ACTION ITEM ▸ Start at the line with "287L88 271L82 160L20" in the records below, stop at the line with "positive clicks: (385, 185)", and return every line in that span exactly, the two end lines included.

-------- DATA SHOWN --------

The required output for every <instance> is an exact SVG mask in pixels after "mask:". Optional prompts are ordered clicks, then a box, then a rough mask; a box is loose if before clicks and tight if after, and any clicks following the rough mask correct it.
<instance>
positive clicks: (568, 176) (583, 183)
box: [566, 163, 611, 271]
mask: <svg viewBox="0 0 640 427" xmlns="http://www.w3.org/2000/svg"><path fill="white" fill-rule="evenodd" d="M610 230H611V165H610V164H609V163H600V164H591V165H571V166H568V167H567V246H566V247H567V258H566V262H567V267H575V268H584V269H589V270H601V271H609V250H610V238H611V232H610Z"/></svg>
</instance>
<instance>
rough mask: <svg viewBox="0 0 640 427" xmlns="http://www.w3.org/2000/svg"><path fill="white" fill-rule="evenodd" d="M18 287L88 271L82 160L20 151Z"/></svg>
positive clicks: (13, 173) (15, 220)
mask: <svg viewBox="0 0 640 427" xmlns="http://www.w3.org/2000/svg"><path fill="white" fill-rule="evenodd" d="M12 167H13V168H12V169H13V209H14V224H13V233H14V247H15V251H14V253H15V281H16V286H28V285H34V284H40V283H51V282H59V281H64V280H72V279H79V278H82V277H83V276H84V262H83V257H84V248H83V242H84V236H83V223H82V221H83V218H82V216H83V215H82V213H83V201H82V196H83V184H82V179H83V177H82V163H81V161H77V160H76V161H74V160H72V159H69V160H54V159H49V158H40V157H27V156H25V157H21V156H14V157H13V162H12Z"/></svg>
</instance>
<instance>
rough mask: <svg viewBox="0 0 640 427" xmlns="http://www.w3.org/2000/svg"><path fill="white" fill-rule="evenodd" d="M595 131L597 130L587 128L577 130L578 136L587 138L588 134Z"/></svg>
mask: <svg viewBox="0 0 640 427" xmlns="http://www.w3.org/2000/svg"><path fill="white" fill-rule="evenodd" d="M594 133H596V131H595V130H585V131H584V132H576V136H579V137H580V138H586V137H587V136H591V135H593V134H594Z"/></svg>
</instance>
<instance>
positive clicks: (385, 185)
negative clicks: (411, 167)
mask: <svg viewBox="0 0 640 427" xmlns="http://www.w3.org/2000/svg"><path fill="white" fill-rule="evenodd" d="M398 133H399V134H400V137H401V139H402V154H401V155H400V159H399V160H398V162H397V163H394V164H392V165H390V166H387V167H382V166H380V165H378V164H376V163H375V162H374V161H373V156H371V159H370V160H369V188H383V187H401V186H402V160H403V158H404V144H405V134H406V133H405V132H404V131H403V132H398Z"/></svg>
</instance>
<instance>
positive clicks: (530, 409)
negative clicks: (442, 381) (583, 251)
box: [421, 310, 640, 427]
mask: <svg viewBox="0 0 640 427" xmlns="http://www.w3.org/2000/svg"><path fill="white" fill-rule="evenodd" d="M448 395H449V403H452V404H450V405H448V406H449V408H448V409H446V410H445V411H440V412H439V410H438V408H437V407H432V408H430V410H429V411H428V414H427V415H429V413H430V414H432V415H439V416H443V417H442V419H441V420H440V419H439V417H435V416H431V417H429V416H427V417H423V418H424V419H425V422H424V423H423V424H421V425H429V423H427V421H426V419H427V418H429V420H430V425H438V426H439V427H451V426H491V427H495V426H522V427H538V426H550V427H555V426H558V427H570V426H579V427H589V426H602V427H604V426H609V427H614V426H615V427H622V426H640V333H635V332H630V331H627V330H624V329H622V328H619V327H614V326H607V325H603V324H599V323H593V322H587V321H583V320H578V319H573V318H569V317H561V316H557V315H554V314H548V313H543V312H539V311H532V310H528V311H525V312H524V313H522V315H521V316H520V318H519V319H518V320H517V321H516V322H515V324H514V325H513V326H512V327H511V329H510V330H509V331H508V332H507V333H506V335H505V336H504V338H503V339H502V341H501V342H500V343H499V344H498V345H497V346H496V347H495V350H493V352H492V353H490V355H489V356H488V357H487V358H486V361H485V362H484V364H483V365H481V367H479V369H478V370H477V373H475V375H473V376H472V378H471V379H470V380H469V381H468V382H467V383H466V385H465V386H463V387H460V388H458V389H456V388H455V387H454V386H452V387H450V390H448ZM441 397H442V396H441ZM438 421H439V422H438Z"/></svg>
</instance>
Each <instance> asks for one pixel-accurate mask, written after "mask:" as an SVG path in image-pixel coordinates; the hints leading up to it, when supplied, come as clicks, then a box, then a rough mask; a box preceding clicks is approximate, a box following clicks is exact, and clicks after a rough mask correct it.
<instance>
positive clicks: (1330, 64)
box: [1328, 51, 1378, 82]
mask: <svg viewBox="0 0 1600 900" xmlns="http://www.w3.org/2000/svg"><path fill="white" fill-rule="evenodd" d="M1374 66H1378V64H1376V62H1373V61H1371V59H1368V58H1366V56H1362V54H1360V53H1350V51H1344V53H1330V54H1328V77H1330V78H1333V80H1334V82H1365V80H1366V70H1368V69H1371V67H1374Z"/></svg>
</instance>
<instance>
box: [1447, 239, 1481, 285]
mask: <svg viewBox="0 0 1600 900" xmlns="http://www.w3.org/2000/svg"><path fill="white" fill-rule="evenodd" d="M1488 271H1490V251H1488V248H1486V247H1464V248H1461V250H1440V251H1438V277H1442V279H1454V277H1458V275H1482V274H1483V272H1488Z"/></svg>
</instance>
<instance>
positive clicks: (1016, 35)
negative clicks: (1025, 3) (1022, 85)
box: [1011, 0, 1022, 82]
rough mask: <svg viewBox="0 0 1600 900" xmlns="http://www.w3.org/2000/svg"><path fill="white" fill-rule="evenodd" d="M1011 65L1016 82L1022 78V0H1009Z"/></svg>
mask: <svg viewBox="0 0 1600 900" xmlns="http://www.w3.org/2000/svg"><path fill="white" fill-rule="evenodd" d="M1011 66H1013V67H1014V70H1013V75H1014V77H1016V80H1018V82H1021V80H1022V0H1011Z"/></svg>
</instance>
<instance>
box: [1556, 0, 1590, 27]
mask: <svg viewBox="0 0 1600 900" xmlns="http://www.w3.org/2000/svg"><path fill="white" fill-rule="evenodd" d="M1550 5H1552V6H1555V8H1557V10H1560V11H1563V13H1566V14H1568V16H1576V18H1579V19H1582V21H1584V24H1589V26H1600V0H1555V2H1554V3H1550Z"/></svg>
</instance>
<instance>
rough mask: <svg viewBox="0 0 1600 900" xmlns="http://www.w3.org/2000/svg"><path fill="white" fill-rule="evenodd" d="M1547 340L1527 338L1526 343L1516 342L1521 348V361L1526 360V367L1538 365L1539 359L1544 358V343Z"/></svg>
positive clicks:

--------

FINISHED EXERCISE ▸
rough mask: <svg viewBox="0 0 640 427" xmlns="http://www.w3.org/2000/svg"><path fill="white" fill-rule="evenodd" d="M18 287L88 271L82 160L20 151Z"/></svg>
positive clicks: (13, 173) (15, 220)
mask: <svg viewBox="0 0 640 427" xmlns="http://www.w3.org/2000/svg"><path fill="white" fill-rule="evenodd" d="M12 167H13V168H12V169H13V209H14V224H13V233H14V247H15V251H14V253H15V281H16V286H28V285H34V284H40V283H51V282H59V281H64V280H72V279H79V278H82V277H83V276H84V262H83V257H84V248H83V242H84V236H83V223H82V221H83V218H82V216H83V215H82V213H83V201H82V196H83V184H82V179H83V177H82V163H81V161H77V160H76V161H74V160H72V159H69V160H54V159H49V158H40V157H27V156H25V157H21V156H14V157H13V162H12Z"/></svg>
</instance>
<instance>
rough mask: <svg viewBox="0 0 640 427" xmlns="http://www.w3.org/2000/svg"><path fill="white" fill-rule="evenodd" d="M595 131L597 130L587 128L577 130L578 136L587 138L588 134Z"/></svg>
mask: <svg viewBox="0 0 640 427" xmlns="http://www.w3.org/2000/svg"><path fill="white" fill-rule="evenodd" d="M594 133H596V131H595V130H585V131H584V132H576V136H579V137H580V138H586V137H587V136H591V135H593V134H594Z"/></svg>
</instance>
<instance>
positive clicks: (385, 185)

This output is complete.